(The records begins)

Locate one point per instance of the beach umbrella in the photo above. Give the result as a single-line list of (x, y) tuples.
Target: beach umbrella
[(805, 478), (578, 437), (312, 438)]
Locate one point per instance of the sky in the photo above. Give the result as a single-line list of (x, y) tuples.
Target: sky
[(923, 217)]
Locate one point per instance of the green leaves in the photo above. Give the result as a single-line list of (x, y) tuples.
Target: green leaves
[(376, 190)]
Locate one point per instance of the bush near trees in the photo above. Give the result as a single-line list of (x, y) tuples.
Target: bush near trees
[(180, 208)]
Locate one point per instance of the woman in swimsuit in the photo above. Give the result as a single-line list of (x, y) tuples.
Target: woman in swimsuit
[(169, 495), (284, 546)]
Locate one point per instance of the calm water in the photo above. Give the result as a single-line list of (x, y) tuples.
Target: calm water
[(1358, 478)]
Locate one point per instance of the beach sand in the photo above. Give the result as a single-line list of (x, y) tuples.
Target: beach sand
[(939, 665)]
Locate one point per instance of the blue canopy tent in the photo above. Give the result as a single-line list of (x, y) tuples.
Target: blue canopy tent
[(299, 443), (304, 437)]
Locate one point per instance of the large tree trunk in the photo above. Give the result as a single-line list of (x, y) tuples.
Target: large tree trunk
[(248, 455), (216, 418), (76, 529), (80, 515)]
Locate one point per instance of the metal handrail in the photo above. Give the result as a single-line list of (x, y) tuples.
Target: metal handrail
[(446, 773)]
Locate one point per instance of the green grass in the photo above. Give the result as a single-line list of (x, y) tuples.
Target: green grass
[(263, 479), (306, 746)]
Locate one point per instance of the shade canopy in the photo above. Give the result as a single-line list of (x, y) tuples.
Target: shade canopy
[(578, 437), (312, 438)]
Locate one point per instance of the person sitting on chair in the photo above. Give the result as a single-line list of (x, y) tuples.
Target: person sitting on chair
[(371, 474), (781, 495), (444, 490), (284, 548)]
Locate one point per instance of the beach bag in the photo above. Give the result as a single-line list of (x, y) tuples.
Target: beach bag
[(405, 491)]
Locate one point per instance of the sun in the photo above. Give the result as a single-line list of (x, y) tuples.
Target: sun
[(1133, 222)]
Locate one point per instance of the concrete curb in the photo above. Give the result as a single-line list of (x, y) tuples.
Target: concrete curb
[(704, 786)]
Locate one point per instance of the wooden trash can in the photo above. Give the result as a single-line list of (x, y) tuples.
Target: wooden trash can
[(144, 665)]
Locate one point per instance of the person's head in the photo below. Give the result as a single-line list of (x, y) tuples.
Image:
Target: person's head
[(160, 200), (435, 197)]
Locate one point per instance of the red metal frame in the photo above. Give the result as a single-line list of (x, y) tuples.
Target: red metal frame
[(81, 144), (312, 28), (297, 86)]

(The records ends)

Your answer must be the line that contains "Target: sun" and every line after it to the end of the records, reproduced exactly.

Target: sun
[(1133, 222)]
Locate one point per instance of the concrete curb in the photo above. Give the result as a single-line list of (x, y) tuples.
Target: concrete curb
[(704, 786)]
Locate one point per instance of the wooden trash can in the photo above. Give the result as a single-line list of (x, y) tuples.
Target: wooden trash can
[(144, 665)]
Locate one point per instance of the person's head in the photo below. Give the result as a single-line list of (x, y) tuples.
Image:
Target: person's head
[(160, 200), (435, 197)]
Locate one point per instance of the red metal frame in the photo above. Give the result as a single-line list of (x, y) tuples.
Target: red metal frame
[(81, 144), (312, 28), (297, 86)]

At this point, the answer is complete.